Cuando todo lo que nos rodea es un torbellino de angustia y temor, de apremios y confusión mental; cuando todo nos traiciona y abandona, ¿en quién encontraremos consuelo y poder para superar tanta dificultad? No queda otra salida que seguir la luz de la fe. La claraboya de la fe.
Hay veces en que, a pesar de mi veteranía, me encuentro decaído e irritado. Se oscurece mi horizonte. «Enfermedad mía es ésta», digo para mí (Jeremías 10). Pero conozco a un buen amigo creyente que es ciego.
Le llamo, le visito, y no encuentro en él ninguna filosofía, consejo o teología al uso de los amigos de Job. Simplemente hablamos, y su serenidad y su fe me reconfortan de tal modo que al salir de su casa me encuentro consolado y relajado.
En nuestros encuentros lo que menos cuenta es la altura teológica que alcanzamos, con ser esto un factor tan importante. Siento que Dios me interpela a través de aquellos ojos sin vista ante los cuales me expreso y gesticulo, como si no estuviera ante los ojos de un ciego.
Sé que él también encuentra restauración en nuestras reuniones y en mi compañía, pero lo que para mí es más importante es la paz que me comunica en la aceptación consciente y doliente de su situación. «Dios habla a sus hijos de muchas maneras» (Hebreos 1:1).
- - - - - - -
■ **QUÉ DEBES HACER**
Reproduce tal cual la parte del texto sobre la fe que empieza en «Cuando todo lo» y termina en «que es ciego.».

■ **INFORMACIÓN PROPORCIONADA**
- - - - - - -
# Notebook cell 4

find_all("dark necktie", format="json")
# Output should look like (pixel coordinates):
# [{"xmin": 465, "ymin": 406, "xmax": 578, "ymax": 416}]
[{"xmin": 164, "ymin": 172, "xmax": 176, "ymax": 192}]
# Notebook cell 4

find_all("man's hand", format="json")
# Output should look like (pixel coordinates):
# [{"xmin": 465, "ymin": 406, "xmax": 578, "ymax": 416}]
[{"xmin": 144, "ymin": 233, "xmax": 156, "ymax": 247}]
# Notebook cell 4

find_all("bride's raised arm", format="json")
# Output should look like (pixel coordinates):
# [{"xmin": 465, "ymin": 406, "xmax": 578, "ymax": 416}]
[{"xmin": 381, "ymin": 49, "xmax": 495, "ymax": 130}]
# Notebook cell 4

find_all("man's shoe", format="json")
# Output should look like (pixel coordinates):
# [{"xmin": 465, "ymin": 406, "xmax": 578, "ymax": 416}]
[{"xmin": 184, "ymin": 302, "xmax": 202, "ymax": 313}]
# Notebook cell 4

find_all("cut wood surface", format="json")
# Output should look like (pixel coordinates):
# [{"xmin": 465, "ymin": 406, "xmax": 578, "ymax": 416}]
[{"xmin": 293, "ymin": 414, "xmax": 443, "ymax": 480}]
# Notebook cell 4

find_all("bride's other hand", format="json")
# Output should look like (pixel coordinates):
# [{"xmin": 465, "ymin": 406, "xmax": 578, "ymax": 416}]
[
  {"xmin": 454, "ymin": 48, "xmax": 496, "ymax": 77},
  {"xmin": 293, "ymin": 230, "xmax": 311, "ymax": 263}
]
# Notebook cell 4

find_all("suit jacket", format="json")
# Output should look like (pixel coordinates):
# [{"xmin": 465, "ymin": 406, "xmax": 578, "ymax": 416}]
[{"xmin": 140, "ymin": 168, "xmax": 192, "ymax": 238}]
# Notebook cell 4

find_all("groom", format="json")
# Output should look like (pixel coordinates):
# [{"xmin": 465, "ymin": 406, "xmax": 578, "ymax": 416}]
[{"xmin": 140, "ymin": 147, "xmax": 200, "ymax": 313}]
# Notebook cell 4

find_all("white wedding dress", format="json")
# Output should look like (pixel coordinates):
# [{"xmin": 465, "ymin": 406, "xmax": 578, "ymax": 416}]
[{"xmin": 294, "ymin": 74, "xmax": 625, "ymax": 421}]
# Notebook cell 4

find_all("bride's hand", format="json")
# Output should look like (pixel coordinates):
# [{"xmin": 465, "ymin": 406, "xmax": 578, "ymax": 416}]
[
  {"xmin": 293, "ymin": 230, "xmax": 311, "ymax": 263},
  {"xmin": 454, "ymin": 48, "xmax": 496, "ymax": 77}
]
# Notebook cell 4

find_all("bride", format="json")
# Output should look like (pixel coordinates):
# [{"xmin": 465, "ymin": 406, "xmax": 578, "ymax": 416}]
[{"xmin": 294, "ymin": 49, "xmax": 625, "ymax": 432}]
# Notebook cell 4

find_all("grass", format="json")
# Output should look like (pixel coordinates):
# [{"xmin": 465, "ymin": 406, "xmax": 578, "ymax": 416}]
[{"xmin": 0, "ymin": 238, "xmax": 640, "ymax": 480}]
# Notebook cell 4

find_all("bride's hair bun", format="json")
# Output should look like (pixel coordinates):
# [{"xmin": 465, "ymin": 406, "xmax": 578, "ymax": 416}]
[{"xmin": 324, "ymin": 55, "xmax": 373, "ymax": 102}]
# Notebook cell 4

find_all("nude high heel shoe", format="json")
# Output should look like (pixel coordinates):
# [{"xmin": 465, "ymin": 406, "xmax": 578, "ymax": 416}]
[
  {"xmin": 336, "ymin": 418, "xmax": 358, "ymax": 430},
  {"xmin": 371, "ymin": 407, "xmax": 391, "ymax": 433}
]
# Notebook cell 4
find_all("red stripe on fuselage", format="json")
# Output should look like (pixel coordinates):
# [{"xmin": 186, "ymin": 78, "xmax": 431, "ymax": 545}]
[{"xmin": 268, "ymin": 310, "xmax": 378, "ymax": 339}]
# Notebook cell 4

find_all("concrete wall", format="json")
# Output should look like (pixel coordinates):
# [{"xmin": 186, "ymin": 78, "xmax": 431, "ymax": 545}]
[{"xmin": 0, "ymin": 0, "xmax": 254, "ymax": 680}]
- - - - - - -
■ **RESULTADO DEL EJERCICIO**
Cuando todo lo que nos rodea es un torbellino de angustia y temor, de apremios y confusión mental; cuando todo nos traiciona y abandona, ¿en quién encontraremos consuelo y poder para superar tanta dificultad? No queda otra salida que seguir la luz de la fe. La claraboya de la fe.
Hay veces en que, a pesar de mi veteranía, me encuentro decaído e irritado. Se oscurece mi horizonte. «Enfermedad mía es ésta», digo para mí (Jeremías 10). Pero conozco a un buen amigo creyente que es ciego.